----- Trecho para leitura

Você já escutou a Estação de Waterloo, em Londres? E o Museu da Fruta, no Japão, já tocou no seu CD player? Ou, pelo menos, você já pensou em ouvir qualquer prédio que seja?
A produtora brasileira Iara Lee, criadora da gravadora nova-iorquina Caipirinha, lançou a si mesma o desafio: por que não fazer música a partir de uma estrutura arquitetônica?
A idéia acabou se transformando no projeto "Architettura", uma série de CDs em que a música -sempre eletrônica- é inspirada por construções.
O terceiro disco da série deve ser lançado em abril e tem como tema o Museu da Fruta, no Japão. Emaranhado de tubulações construído pela arquiteta Itsuko Hasegawa, o edifício guarda diversas espécies de frutas e árvores e serve também como centro de pesquisa.
Os dois primeiros CDs, que saíram no ano passado, são dedicados, respectivamente, à Torre dos Ventos, no Japão, e à Estação de Waterloo, na Inglaterra.
"A música pode interagir num nível muito físico com a arquitetura, muitas vezes parecem feitas uma para a outra. Musicalmente, me inspiro bastante por coisas visuais", disse à Folha o músico norte-americano Taylor Deupree.
Ao lado de Iara no independente selo Caipirinha, onde também é diretor de arte, ele ajudou a conceber o projeto.
Junto com o grego Savvas Ysatis (leia entrevista nesta página), compôs o primeiro volume de "Architettura", "Tower of Winds" (Torre dos Ventos), uma homenagem à esquisita torre projetada por Toyo Ito, na cidade de Yokohama, nos arredores de Tóquio.
Estranhas, as faixas do disco parecem saídas de algum contato alienígena. "Fizemos a música sem nenhum tipo de instrumento ou sintetizador, apenas com um mouse e um software de sons, sem jamais mexer num teclado."
No caso do álbum "Waterloo Terminal", do japonês radicado nos Estados Unidos Tetsu Inoue, o prédio literalmente virou música. Para criar as faixas do disco, Inoue escaneou centenas de fotos da estação londrina para um programa em seu computador, que transformou matematicamente as informações em sons.
Mais uma vez, o resultado é muito diferente do que já foi ouvido. "A música eletrônica é totalmente inovadora e perfeita para esse tipo de projeto", disse Inoue.
"A eletrônica é a área da música em que existe mais criatividade para trabalhar. Parece que o rock'n'roll e a pop music já chegaram lá em cima e agora estão descendo. A cultura é assim, reciclável", diz Iara.
Morando em Nova York há dez anos, ela também é cineasta e já dirigiu dois filmes em que a música eletrônica é protagonista, "Synthetic Pleasures" (Prazeres Sintéticos) e "Modulations" (Modulações). "Eu celebro a cultura híbrida, pegar elementos do passado, reorganizá-los e criar algo novo, como é o caso do sampler. "Architettura" é isso", afirma ela.

----------
----- Material fornecido

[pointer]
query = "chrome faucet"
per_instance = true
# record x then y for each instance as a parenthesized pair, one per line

----------

Sobre a tarefa
Liste todas as pessoas citadas pelo nome no trecho sobre o projeto "Architettura". Estas linhas foram tiradas de outra fonte.

Resposta completa
- Iara Lee
- Itsuko Hasegawa
- Taylor Deupree
- Savvas Ysatis
- Toyo Ito
- Tetsu Inoue